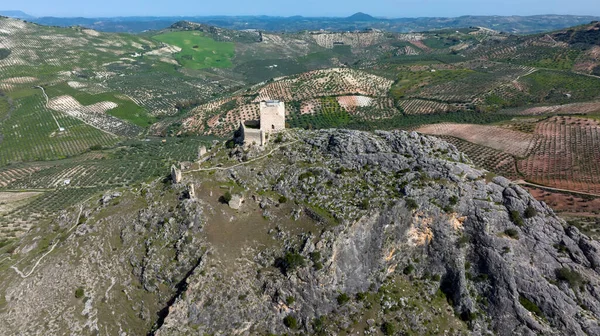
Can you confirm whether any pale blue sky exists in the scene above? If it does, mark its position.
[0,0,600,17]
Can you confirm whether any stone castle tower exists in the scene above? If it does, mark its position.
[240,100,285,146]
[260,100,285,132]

...

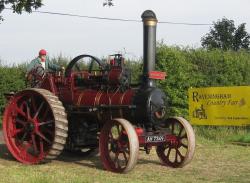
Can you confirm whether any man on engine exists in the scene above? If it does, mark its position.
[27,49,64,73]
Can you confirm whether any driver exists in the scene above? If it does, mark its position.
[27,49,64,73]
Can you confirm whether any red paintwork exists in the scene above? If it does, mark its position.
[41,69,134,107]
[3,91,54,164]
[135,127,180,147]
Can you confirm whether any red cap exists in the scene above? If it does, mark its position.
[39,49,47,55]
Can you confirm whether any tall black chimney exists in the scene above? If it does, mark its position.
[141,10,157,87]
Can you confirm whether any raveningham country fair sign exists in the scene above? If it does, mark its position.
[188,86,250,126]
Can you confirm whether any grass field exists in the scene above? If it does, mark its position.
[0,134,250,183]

...

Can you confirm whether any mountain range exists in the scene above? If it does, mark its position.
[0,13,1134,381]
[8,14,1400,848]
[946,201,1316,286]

=== Your goal ===
Recast the listing from the line containing "Can you confirm whether any tall" up to and including the line containing "[0,134,250,183]" as a Markdown table with the columns Row and Line. Number each row and leave out blank lines.

=== Exercise response ===
| Row | Line |
|---|---|
| 1 | Can you confirm whether any tall black chimney exists in the scene above? If it does, mark its position. |
| 2 | [141,10,157,87] |
| 3 | Can you confirm whether any raveningham country fair sign exists in the scene above? If it does, mark its position. |
| 4 | [188,86,250,126] |
| 5 | Can you confirm whether any grass field exists in the scene above? If it does, mark its position. |
| 6 | [0,134,250,183] |